▸ Task prompt
Every entry below must be reproduced exactly.

▸ Information supplied
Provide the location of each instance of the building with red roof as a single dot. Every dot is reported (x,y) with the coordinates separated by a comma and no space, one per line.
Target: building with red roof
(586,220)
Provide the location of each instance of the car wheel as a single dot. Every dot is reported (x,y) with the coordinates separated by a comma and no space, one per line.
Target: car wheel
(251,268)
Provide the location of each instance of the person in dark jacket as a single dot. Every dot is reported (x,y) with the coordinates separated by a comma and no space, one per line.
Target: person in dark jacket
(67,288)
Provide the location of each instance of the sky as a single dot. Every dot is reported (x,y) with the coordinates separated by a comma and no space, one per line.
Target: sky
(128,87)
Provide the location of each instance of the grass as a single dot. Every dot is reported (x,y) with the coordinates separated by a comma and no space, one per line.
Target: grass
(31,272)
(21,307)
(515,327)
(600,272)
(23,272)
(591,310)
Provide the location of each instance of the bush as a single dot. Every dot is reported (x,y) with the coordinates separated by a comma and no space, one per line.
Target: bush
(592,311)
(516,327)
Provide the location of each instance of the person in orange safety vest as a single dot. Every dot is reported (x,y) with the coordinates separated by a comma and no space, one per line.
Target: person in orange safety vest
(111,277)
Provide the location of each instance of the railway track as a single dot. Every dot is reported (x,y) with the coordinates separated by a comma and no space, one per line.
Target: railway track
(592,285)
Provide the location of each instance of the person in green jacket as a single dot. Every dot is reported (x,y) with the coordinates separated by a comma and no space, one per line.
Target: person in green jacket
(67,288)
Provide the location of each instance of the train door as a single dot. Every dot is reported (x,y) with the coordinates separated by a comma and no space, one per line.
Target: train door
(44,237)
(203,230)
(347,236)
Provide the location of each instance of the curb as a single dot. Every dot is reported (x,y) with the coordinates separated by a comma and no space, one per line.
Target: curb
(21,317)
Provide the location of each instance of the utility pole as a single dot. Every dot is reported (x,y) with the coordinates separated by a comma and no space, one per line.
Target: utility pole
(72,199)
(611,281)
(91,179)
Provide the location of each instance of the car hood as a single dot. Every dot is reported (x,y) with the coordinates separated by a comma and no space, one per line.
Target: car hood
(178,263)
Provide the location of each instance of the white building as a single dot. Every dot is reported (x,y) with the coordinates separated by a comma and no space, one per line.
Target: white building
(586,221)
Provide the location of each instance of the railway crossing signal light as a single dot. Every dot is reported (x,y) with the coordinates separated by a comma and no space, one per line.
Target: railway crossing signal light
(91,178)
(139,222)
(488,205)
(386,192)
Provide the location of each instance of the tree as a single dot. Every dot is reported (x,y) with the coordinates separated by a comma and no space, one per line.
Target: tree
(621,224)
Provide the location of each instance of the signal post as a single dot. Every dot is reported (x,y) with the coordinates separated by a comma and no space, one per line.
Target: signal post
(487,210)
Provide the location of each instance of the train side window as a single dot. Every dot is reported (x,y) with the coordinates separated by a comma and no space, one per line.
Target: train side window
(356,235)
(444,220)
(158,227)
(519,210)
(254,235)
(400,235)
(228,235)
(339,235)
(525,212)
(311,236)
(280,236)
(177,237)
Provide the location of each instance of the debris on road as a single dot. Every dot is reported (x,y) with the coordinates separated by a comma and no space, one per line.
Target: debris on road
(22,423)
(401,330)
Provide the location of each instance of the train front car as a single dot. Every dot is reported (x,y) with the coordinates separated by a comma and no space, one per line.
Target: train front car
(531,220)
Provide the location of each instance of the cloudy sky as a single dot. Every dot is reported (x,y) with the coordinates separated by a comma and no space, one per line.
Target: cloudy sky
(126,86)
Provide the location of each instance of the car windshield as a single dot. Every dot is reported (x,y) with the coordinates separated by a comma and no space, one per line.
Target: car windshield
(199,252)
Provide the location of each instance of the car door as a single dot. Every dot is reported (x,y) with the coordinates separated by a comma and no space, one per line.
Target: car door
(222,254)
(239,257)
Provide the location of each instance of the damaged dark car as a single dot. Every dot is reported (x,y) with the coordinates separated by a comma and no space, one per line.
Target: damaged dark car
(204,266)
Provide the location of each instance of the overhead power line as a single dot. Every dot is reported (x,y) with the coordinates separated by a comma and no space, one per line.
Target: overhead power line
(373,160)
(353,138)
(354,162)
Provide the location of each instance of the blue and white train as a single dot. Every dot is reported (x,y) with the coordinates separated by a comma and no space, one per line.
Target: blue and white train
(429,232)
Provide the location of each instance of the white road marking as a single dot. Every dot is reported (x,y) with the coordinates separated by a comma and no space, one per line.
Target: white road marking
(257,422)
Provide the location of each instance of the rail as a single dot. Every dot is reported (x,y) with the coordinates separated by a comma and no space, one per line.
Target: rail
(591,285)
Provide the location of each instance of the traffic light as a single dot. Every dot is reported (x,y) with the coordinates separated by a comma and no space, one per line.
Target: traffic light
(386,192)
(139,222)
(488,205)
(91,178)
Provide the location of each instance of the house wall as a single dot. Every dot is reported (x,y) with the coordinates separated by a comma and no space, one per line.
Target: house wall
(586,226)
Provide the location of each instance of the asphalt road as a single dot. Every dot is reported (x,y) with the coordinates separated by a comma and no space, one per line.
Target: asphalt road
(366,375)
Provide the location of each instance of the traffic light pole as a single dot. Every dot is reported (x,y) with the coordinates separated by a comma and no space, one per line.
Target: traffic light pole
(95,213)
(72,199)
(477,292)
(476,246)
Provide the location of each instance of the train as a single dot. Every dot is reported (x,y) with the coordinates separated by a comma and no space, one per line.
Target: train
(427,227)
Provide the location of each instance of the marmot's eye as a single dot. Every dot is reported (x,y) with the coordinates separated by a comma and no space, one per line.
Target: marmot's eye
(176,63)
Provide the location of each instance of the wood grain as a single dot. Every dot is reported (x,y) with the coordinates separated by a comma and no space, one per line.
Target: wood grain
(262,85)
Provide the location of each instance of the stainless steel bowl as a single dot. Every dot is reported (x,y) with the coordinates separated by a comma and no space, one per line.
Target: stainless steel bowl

▸ Written solution
Provide the location of each instance of the building with red roof as a single dot. Every dot is reported (x,y) with the coordinates separated by a comma and no space, one per line.
Target: building with red roof
(586,220)
Provide the location of each instance of the car wheel as a single dot. Every dot is reported (x,y) with the coordinates separated by a comma and no space, one per line.
Target: car wheel
(251,268)
Provide the location of each instance of the person in dark jacket as a single dot. Every dot is reported (x,y) with the coordinates separated by a comma and no space, one per line.
Target: person in dark jacket
(67,288)
Provide the location of each instance of the sky as a single dot. Every dot is reported (x,y) with the coordinates separated by a comma and no space, one per line.
Target: sky
(128,87)
Provide the location of each instance of the grass as a single dot. Every dot is reported (x,y) with the coordinates separated by a comma and no space, one per line.
Target: grass
(31,272)
(21,307)
(515,327)
(600,272)
(23,272)
(591,310)
Provide the location of each instance of the bush as a single dot. Every dot is reported (x,y) with the coordinates separated by a comma and no space, one per line.
Target: bush
(592,311)
(516,327)
Provide the location of each instance of the person in orange safety vest as a single dot. Every dot is reported (x,y) with the coordinates separated by a comma and no space, one per line.
Target: person in orange safety vest
(111,277)
Provide the location of each instance of the railway track as a single dot. Every dot is reported (x,y) with the coordinates separated by a comma and no space, one per line.
Target: railway track
(592,285)
Provide the location of each instance of the person in green jacket as a single dot. Every dot is reported (x,y) with the coordinates separated by a comma and no space, one per line.
Target: person in green jacket
(67,288)
Provide the location of each instance of the train door as a single dot. Every dot is reported (x,y) with the coordinates separated by a comma and no space, one per line.
Target: train door
(44,237)
(203,230)
(347,236)
Provide the location of each instance of the curb as a single dot. Every dot is reported (x,y) with the coordinates separated by a comma and no space, one per line.
Target: curb
(21,317)
Provide the location of each instance of the utility pole as a single dot. Every dot is reported (x,y) with the coordinates separated by a comma and no space, one per line.
Target: utility pole
(72,199)
(611,281)
(91,179)
Provide the location of each instance of the car hood as a single dot. Every dot is reported (x,y) with the coordinates separated by a comma and no space, one per line.
Target: car hood
(178,263)
Provide the location of each instance of the white building as a single dot. Every dot is reported (x,y) with the coordinates separated by a comma and no space, one per line.
Target: white building
(586,221)
Provide the location of each instance of the railway crossing signal light as a single dot. Every dot is reported (x,y) with the coordinates separated by a comma and no space, one per line.
Target: railway crossing signal light
(91,178)
(139,222)
(488,205)
(386,192)
Provide the location of each instance of the tree as a single dot. Every dot is reported (x,y) with the coordinates separated by a comma and no space, one per line.
Target: tree
(621,224)
Provide the location of each instance of the signal post as a single dot. Every dot is reported (x,y) with the coordinates separated by a comma and no space, one per line.
Target: signal post
(487,210)
Provide the location of each instance of the train side window as a single dot. Every dot is reported (x,y) with the coordinates separated by a comma and no space, one per line.
Target: train side window
(356,235)
(444,220)
(158,227)
(519,210)
(254,235)
(400,235)
(228,235)
(339,235)
(525,212)
(311,236)
(280,236)
(177,237)
Provide the location of each instance of the debris on road as a single dot. Every dot is reported (x,y) with the coordinates separated by a comma and no space, one per line.
Target: debris on road
(22,423)
(401,330)
Provide the location of each instance of the train front car as a single dot. Every dot is reported (x,y) with the coordinates separated by a comma and no space, one per line.
Target: train front car
(531,220)
Provide the location of each instance of the cloudy sky as a single dot. Every dot is reported (x,y) with the coordinates separated by a comma and no space, one per line.
Target: cloudy sky
(126,86)
Provide the location of each instance of the car windshield as a single dot. Every dot is reported (x,y) with the coordinates separated by a comma and no space, one per line.
Target: car windshield
(199,252)
Provide the location of each instance of the car door as a single dot. Every dot is reported (x,y) with the coordinates separated by a comma and no space, one per line.
Target: car door
(222,254)
(239,257)
Provide the location of each instance of the damaged dark car as a single dot. Every dot is reported (x,y) with the coordinates separated by a comma and no space, one per line.
Target: damaged dark car
(204,266)
Provide the location of each instance of the overhead power line as a single dot. Every dot is reported (x,y) with the coordinates separated by a comma and no space, one per line.
Target: overhead power line
(373,160)
(353,138)
(354,162)
Provide the location of each instance of the blue and white train as a single dot. Every dot is reported (x,y) with the coordinates separated by a comma and no space, one per line.
Target: blue and white train
(429,232)
Provide the location of each instance of the white road marking as a single dot. Every dot is reported (x,y) with the coordinates separated by a comma and no space, one per line.
Target: white road marking
(257,422)
Provide the location of each instance of the rail as a single dot. Every dot is reported (x,y) with the coordinates separated by a comma and no space, one per line.
Target: rail
(591,285)
Provide the location of each instance of the traffic light as a single dot. Every dot is reported (x,y) with the coordinates separated by a comma and no space, one per line.
Target: traffic light
(386,192)
(139,222)
(488,205)
(91,178)
Provide the location of each instance of the house wall as a single dot. Every dot is reported (x,y) with the coordinates separated by a comma and no space, one per line.
Target: house wall
(586,226)
Provide the location of each instance of the asphalt road as a single dot. Every dot is reported (x,y) with the coordinates separated by a comma and no space, one per line.
Target: asphalt road
(366,375)
Provide the location of each instance of the traffic light pole as a single dot. Every dot is reported (x,y) with the coordinates separated by a comma and no space, one per line.
Target: traffic light pole
(95,213)
(72,199)
(477,292)
(476,246)
Provide the location of each instance of the train as a single dot. Every dot is reported (x,y) with the coordinates separated by a comma and no space, one per line.
Target: train
(427,227)
Provide the location of each instance of the marmot's eye as a single dot. Every dot is reported (x,y) with the coordinates separated by a comma and no space, one per line.
Target: marmot's eye
(176,63)
Provide the location of each instance of the wood grain as a single dot. Every dot is reported (x,y) with the coordinates separated by a comma and no space, one per line.
Target: wood grain
(262,85)
Provide the location of each instance of the stainless steel bowl as a single dot. Every dot is reported (x,y) with the coordinates separated by a comma and no space, one per line.
Target: stainless steel bowl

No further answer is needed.